TASK REQUIREMENTS :: Give back every record below precisely as written.

[Excerpts from a dataset]
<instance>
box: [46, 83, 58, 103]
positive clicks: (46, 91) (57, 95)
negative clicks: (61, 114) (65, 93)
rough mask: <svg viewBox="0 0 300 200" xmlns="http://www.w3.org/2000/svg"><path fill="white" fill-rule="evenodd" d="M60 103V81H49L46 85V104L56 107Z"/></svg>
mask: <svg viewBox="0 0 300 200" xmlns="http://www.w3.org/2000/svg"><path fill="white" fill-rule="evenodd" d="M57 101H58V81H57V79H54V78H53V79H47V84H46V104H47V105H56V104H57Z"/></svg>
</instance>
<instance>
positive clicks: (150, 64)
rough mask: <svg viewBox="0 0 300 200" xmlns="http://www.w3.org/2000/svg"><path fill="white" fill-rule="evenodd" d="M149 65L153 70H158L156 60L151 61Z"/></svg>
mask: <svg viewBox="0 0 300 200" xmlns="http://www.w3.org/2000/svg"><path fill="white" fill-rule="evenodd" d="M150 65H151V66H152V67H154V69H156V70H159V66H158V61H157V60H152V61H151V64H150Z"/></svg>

FINISHED EXERCISE ::
<instance>
box: [46, 83, 58, 103]
positive clicks: (46, 91) (57, 95)
negative clicks: (61, 114) (65, 93)
rough mask: <svg viewBox="0 0 300 200" xmlns="http://www.w3.org/2000/svg"><path fill="white" fill-rule="evenodd" d="M60 103V81H49L46 85V104L56 107Z"/></svg>
mask: <svg viewBox="0 0 300 200" xmlns="http://www.w3.org/2000/svg"><path fill="white" fill-rule="evenodd" d="M57 101H58V81H57V79H54V78H53V79H47V84H46V104H47V105H56V104H57Z"/></svg>
</instance>
<instance>
positive clicks: (150, 64)
rough mask: <svg viewBox="0 0 300 200" xmlns="http://www.w3.org/2000/svg"><path fill="white" fill-rule="evenodd" d="M149 65L153 70H158L156 60L151 61Z"/></svg>
mask: <svg viewBox="0 0 300 200" xmlns="http://www.w3.org/2000/svg"><path fill="white" fill-rule="evenodd" d="M150 65H151V66H152V67H154V69H156V70H159V66H158V61H157V60H152V61H151V64H150Z"/></svg>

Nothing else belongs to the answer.